◆ Task brief: The lines to copy are those with "bank" in them. Pull each one from the entries below.

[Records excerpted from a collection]
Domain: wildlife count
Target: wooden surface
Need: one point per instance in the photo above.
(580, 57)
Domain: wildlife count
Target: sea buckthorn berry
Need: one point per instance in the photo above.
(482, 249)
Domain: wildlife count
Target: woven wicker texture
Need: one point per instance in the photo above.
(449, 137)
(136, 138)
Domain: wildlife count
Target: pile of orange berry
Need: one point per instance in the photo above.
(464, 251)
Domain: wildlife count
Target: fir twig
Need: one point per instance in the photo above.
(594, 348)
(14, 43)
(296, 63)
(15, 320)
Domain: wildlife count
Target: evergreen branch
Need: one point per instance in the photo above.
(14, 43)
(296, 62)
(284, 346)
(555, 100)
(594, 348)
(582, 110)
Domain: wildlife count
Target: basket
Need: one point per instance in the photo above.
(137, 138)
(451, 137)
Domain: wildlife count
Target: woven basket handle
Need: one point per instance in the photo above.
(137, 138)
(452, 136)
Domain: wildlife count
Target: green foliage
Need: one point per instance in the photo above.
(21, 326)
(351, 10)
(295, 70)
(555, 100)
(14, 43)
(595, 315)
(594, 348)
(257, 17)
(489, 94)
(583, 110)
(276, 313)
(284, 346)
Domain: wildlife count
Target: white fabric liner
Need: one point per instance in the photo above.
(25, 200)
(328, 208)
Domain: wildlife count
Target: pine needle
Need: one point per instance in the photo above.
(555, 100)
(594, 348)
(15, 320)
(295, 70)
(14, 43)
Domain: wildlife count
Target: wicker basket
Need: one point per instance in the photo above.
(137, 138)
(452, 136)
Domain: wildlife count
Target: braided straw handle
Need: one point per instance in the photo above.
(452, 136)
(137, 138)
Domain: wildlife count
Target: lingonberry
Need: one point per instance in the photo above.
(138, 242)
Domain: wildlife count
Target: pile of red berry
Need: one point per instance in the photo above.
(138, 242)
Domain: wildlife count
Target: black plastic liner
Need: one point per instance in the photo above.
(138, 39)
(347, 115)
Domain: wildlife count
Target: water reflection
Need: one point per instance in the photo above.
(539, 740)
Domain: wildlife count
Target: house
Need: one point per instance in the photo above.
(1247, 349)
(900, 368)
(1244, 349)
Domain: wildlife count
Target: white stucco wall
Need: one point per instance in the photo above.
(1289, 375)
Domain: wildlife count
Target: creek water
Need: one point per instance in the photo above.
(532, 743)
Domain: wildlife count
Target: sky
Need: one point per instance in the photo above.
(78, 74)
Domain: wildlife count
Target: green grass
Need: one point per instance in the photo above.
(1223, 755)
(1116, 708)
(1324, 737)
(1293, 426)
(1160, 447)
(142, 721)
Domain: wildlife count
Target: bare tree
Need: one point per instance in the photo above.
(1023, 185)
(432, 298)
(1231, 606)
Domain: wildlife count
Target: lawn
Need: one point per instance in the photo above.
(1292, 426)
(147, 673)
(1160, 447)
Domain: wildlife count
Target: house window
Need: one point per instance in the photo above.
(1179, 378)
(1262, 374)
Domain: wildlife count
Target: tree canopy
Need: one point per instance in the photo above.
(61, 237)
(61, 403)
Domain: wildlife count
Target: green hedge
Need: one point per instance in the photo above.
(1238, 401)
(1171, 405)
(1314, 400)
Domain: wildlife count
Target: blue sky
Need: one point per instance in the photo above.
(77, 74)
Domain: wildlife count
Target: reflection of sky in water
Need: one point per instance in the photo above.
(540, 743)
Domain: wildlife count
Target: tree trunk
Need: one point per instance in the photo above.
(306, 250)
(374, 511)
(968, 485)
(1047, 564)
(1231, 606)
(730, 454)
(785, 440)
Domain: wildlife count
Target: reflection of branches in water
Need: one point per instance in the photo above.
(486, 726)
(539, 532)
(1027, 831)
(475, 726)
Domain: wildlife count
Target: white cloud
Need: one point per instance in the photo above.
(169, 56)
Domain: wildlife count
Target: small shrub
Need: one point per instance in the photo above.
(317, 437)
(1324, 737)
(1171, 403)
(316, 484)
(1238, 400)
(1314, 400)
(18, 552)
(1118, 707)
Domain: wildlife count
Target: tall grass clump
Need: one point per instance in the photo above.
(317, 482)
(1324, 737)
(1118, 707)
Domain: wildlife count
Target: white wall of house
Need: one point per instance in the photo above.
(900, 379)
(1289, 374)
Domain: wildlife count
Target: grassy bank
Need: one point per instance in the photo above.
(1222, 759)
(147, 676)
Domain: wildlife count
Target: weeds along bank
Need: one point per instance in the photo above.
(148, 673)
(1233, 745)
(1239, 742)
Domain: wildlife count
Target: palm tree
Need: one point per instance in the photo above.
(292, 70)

◆ Answer to the problem:
Target: grassy bank
Target: weeds along bank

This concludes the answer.